══ Given information

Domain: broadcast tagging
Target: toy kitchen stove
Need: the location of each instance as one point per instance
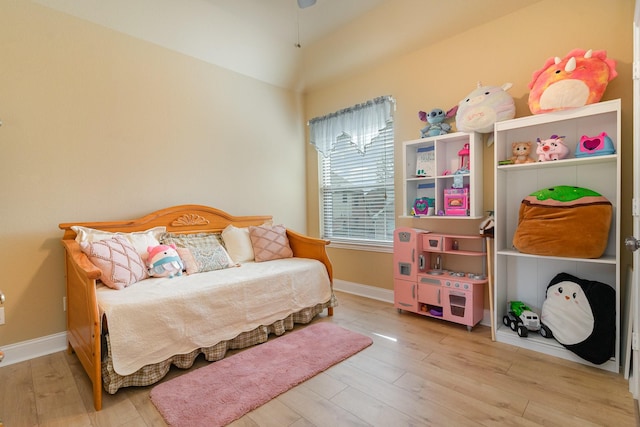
(421, 283)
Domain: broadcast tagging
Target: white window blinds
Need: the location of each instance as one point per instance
(357, 179)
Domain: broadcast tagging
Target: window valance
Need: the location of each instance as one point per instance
(360, 123)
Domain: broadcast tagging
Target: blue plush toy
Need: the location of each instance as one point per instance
(435, 119)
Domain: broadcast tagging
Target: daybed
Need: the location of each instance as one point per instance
(131, 336)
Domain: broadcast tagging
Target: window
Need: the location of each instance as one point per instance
(357, 176)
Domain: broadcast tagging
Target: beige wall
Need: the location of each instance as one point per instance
(440, 75)
(101, 126)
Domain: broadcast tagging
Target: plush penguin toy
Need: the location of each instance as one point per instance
(581, 314)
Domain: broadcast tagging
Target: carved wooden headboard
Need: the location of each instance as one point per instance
(177, 219)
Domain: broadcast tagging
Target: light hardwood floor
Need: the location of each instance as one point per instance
(418, 372)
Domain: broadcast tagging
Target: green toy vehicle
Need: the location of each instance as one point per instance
(522, 319)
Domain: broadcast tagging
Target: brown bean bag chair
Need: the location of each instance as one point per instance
(564, 221)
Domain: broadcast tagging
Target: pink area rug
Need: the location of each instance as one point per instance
(229, 388)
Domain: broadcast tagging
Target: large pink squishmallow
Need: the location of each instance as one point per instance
(575, 81)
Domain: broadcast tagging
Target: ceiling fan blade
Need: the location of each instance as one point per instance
(306, 3)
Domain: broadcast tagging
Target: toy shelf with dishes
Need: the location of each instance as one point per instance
(442, 176)
(523, 276)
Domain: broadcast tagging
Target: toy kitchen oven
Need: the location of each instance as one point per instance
(423, 285)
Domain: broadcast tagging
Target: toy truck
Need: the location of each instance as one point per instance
(522, 319)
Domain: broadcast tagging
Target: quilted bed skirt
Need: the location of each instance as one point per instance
(151, 374)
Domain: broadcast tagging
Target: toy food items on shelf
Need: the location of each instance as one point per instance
(552, 148)
(456, 201)
(599, 145)
(423, 206)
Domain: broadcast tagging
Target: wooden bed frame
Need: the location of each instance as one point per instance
(83, 318)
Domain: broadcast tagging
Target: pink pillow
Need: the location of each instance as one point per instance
(270, 242)
(118, 261)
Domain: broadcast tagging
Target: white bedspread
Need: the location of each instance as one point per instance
(157, 318)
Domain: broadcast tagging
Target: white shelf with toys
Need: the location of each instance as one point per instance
(525, 277)
(442, 176)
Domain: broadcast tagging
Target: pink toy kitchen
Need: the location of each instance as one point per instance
(433, 276)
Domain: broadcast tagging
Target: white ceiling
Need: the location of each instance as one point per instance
(258, 38)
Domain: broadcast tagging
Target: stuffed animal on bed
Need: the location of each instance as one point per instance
(164, 261)
(577, 80)
(483, 107)
(581, 315)
(435, 119)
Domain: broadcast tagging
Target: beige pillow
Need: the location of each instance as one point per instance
(238, 243)
(270, 242)
(118, 261)
(205, 253)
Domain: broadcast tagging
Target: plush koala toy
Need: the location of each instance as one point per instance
(163, 261)
(435, 122)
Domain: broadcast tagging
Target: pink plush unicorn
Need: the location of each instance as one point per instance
(551, 149)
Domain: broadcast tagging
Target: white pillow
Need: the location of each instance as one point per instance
(238, 244)
(140, 240)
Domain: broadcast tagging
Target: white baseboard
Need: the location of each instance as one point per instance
(26, 350)
(366, 291)
(385, 295)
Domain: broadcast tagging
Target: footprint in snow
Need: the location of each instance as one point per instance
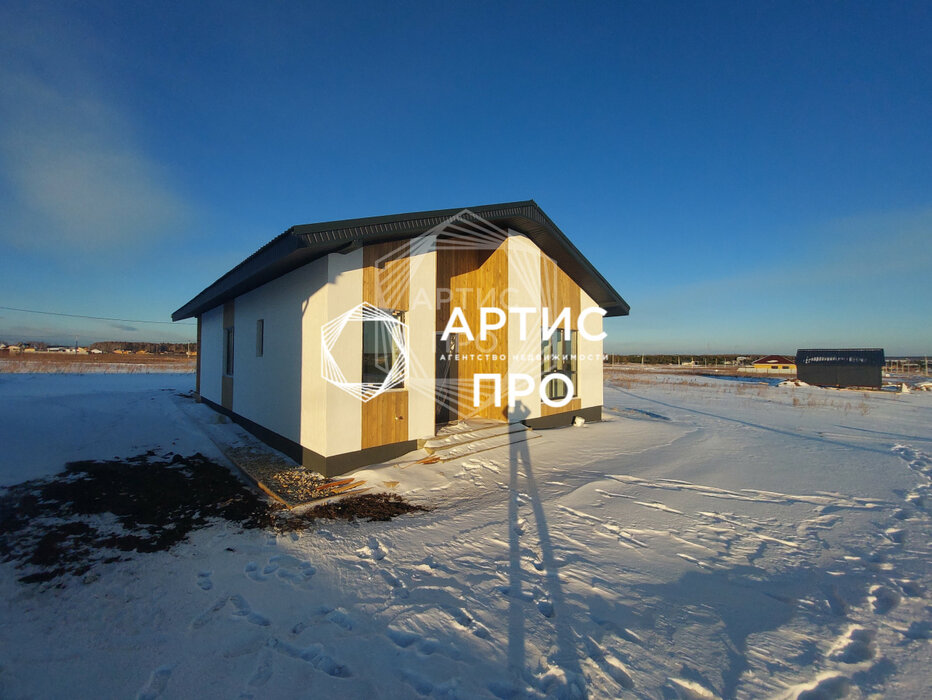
(203, 581)
(374, 550)
(884, 599)
(208, 614)
(859, 647)
(156, 684)
(244, 610)
(398, 587)
(340, 618)
(251, 571)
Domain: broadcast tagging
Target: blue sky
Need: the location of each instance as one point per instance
(752, 177)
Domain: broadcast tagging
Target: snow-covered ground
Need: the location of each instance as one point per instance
(709, 538)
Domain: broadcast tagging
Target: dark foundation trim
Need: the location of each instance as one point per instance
(592, 414)
(328, 466)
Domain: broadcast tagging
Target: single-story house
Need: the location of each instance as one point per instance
(342, 343)
(842, 367)
(779, 364)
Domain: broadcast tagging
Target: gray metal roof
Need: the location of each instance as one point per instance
(840, 356)
(300, 245)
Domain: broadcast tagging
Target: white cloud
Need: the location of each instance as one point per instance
(72, 176)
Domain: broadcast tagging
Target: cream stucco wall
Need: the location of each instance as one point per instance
(211, 352)
(342, 419)
(267, 389)
(421, 320)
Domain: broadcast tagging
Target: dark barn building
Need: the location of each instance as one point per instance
(840, 367)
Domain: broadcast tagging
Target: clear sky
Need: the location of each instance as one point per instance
(751, 176)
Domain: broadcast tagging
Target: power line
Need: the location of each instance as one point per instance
(93, 318)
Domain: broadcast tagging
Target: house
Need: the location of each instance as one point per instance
(777, 364)
(343, 343)
(842, 367)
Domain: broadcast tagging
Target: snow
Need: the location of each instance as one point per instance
(709, 538)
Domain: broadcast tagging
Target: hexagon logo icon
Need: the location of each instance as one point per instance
(388, 348)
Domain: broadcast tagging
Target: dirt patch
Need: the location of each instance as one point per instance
(101, 511)
(375, 506)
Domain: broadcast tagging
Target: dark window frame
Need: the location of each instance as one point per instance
(559, 355)
(373, 374)
(228, 350)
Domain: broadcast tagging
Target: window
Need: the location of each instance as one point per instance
(380, 353)
(558, 356)
(228, 351)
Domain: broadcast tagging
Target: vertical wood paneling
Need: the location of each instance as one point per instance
(475, 278)
(197, 379)
(385, 419)
(558, 291)
(386, 283)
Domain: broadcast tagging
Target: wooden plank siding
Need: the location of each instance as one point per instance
(471, 279)
(386, 282)
(558, 291)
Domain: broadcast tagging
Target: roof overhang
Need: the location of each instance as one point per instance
(300, 245)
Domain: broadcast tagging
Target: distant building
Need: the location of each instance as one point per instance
(841, 367)
(775, 364)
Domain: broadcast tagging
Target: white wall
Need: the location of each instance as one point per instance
(337, 429)
(211, 352)
(267, 389)
(524, 291)
(590, 370)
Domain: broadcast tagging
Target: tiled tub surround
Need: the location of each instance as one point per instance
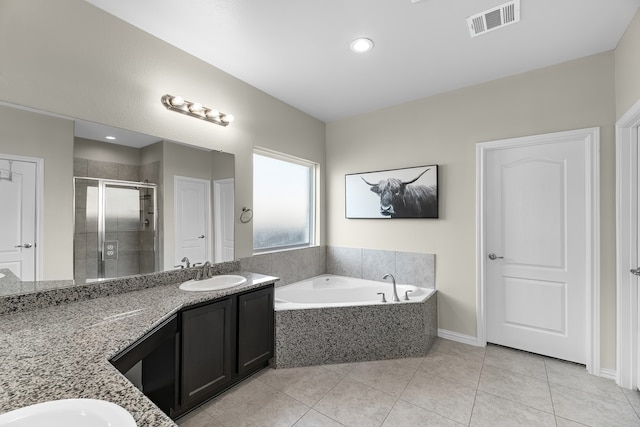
(62, 351)
(306, 337)
(299, 264)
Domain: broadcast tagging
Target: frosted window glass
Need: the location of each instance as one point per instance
(283, 195)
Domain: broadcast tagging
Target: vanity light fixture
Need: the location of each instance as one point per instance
(197, 110)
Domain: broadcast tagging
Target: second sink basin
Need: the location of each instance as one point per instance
(69, 413)
(214, 283)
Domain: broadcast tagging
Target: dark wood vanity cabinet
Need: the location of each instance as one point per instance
(255, 330)
(202, 350)
(207, 350)
(151, 364)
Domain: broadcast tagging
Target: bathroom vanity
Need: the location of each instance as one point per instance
(202, 350)
(58, 345)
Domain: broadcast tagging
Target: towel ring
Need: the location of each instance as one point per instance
(246, 215)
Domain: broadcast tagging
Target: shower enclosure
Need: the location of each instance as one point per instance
(115, 228)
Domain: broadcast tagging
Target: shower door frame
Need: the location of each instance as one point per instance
(102, 183)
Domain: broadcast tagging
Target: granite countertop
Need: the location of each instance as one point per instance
(63, 351)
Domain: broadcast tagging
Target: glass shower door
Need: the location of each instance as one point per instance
(115, 229)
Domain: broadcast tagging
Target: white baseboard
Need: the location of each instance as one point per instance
(610, 374)
(455, 336)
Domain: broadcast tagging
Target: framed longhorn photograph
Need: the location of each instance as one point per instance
(396, 193)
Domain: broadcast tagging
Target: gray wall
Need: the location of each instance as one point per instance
(444, 130)
(34, 135)
(71, 58)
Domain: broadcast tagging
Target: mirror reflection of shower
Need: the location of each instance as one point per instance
(116, 225)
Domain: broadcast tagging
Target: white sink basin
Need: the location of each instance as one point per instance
(69, 413)
(214, 283)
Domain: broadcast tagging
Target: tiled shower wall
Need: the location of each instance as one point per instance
(291, 266)
(135, 246)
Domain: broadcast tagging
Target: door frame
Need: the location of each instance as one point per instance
(626, 247)
(217, 216)
(207, 184)
(591, 138)
(39, 232)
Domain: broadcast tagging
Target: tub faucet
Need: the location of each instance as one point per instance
(204, 272)
(395, 292)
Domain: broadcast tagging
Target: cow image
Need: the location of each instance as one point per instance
(400, 199)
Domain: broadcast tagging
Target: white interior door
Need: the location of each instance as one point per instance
(192, 219)
(18, 218)
(223, 219)
(537, 261)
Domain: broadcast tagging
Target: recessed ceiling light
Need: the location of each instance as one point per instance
(362, 45)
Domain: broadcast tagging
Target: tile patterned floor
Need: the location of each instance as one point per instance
(455, 385)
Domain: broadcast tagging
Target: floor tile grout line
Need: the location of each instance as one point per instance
(553, 406)
(475, 395)
(631, 404)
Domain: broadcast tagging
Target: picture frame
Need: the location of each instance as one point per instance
(394, 193)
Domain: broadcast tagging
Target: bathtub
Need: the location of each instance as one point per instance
(335, 319)
(336, 291)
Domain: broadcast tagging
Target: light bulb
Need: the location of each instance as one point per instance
(227, 118)
(362, 45)
(212, 114)
(177, 101)
(195, 107)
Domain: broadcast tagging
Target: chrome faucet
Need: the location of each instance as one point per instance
(185, 259)
(204, 272)
(395, 292)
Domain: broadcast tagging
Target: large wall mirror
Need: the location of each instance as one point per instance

════

* [Your task]: Filter the records above and copy each line that contains the string "mirror", treating uppercase and lowercase letters as different.

* [Response below]:
Target: mirror reflection of shower
Target: large wall mirror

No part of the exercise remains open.